◆ **SOURCE EXCERPT**:
—————
The article states: Particles with diameters greater than about 2 millimeters produce visible “shooting stars,” but most of the mass of dust particles entering the atmosphere is estimated to be much smaller than this, so can be detected only using specialized meteor radars.

For a 2 mm sphere at an average density of 2.5 g/cm**3 the average mass per particle would be about 0.01 grams and the planet is being bombarded by something like 500,000,000 of these each day. Likely quite a bit more particles as most of the dust is quite a bit smaller than 2mm. Just how perfect do you think your planetary defense system is given the incoming velocities of about 38-248 thousand km/hr and diameter mostly less than 2 mm. 50,000 impacts per day would occur for a 99.99% effective defense.

At 0.01 grams, the incoming particles will have a yields of a 0.5 kt bomb, with a very characteristic radiation signature. Most will be much smaller, but still very easily detected. Furthermore, since most of the cosmic dust will be in the ecliptic plane, there will be a pattern that these events are more common over the equator than the poles (due to the changing angle of incidence). Likewise there will be patterns of heavier activity that correspond to meteor shows. Because of the earth's orbital velocity (30 km/s) around the sun, the number of impacts at the leading edge will be significantly higher than the trailing edge and this will definitely be noticed i.e., the rate at dawn will be higher than at dusk.

The jig will be up long before spaceflight if this anti-earth had the same development history as us. In fact the bright flashes in the sky will make this a very well studied and obvious problem long before spaceflight, though without an understanding of particle physics will be inexplicable. In fact I believe that the light shows would drive an interest in astronomy.
—————
◆ **RECORD EXTRACTS**:
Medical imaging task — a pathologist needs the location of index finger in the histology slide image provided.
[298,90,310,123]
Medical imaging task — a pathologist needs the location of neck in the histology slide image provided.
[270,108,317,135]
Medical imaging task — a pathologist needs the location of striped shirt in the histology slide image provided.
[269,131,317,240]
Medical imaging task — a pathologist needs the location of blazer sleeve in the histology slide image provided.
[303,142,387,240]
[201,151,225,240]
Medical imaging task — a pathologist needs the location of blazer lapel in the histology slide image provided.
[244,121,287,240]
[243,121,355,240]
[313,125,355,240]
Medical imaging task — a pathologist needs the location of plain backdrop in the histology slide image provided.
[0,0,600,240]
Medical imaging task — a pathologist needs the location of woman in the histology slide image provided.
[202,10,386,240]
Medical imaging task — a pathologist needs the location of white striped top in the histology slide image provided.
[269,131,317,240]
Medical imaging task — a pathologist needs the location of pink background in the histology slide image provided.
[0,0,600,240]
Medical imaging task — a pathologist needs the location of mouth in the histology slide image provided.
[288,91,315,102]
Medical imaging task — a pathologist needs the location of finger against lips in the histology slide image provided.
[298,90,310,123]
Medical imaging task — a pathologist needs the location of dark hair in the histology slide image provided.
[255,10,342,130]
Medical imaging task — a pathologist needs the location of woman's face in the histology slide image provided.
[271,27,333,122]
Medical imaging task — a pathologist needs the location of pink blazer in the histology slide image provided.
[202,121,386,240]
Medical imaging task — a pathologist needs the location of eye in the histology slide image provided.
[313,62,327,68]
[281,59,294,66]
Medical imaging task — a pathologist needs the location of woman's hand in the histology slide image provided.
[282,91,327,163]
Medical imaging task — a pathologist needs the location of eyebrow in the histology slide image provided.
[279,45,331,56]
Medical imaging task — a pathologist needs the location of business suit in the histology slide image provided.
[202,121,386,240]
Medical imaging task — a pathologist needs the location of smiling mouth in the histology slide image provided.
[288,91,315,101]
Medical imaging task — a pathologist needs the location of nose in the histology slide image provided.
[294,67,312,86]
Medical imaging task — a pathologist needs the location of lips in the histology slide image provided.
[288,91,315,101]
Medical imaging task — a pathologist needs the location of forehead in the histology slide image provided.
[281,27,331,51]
—————
◆ **REQUIREMENTS**:
[a] From the passage on cosmic dust impacts, extract everything from "The article states: Particles" up to and including "99.99% effective defense.".
[b] Summarize the passage on cosmic dust impacts in three sentences.
[c] Carry on the passage on cosmic dust impacts from the point where it ends.

◆ **RESPONSE LIST**:
[a]
The article states: Particles with diameters greater than about 2 millimeters produce visible “shooting stars,” but most of the mass of dust particles entering the atmosphere is estimated to be much smaller than this, so can be detected only using specialized meteor radars.

For a 2 mm sphere at an average density of 2.5 g/cm**3 the average mass per particle would be about 0.01 grams and the planet is being bombarded by something like 500,000,000 of these each day. Likely quite a bit more particles as most of the dust is quite a bit smaller than 2mm. Just how perfect do you think your planetary defense system is given the incoming velocities of about 38-248 thousand km/hr and diameter mostly less than 2 mm. 50,000 impacts per day would occur for a 99.99% effective defense.

[b] The planet is hit by roughly 500,000,000 dust particles of about 2 mm each day, so even a defense that is 99.99% effective would still let through 50,000 impacts daily. At 0.01 grams, each particle would yield the equivalent of a 0.5 kt bomb with a characteristic radiation signature. The events would follow clear patterns, including more impacts over the equator than the poles, more during meteor showers, and more at dawn than at dusk, so an anti-earth with our development history would notice them long before spaceflight, and the light shows would likely drive an interest in astronomy.

[c]
The orbital defense grid needed to be 99.99% effective will be directly observable from the planets surface. You would need large arrays of Hubble-sized telescopes or smaller numbers of more massive telescope facilities for detection. Then you need the defensive equipment and power sources for the actual defense. These will be blatantly obvious to 1950's tech ground based telescopes.

As mentioned by bowlturner, the earth also loses mass -- about 250 tons per day (estimates vary), mostly hydrogen, a little helium and other traces. Some of this will result in noticeable effects from the planets surface too. However, since the bulk of this will be in the form of single atoms and molecules the effect will be much less noticeable than the daily light shows. Once noticed however, there will be an obvious correlation that the effect is a result of something coming from the planet.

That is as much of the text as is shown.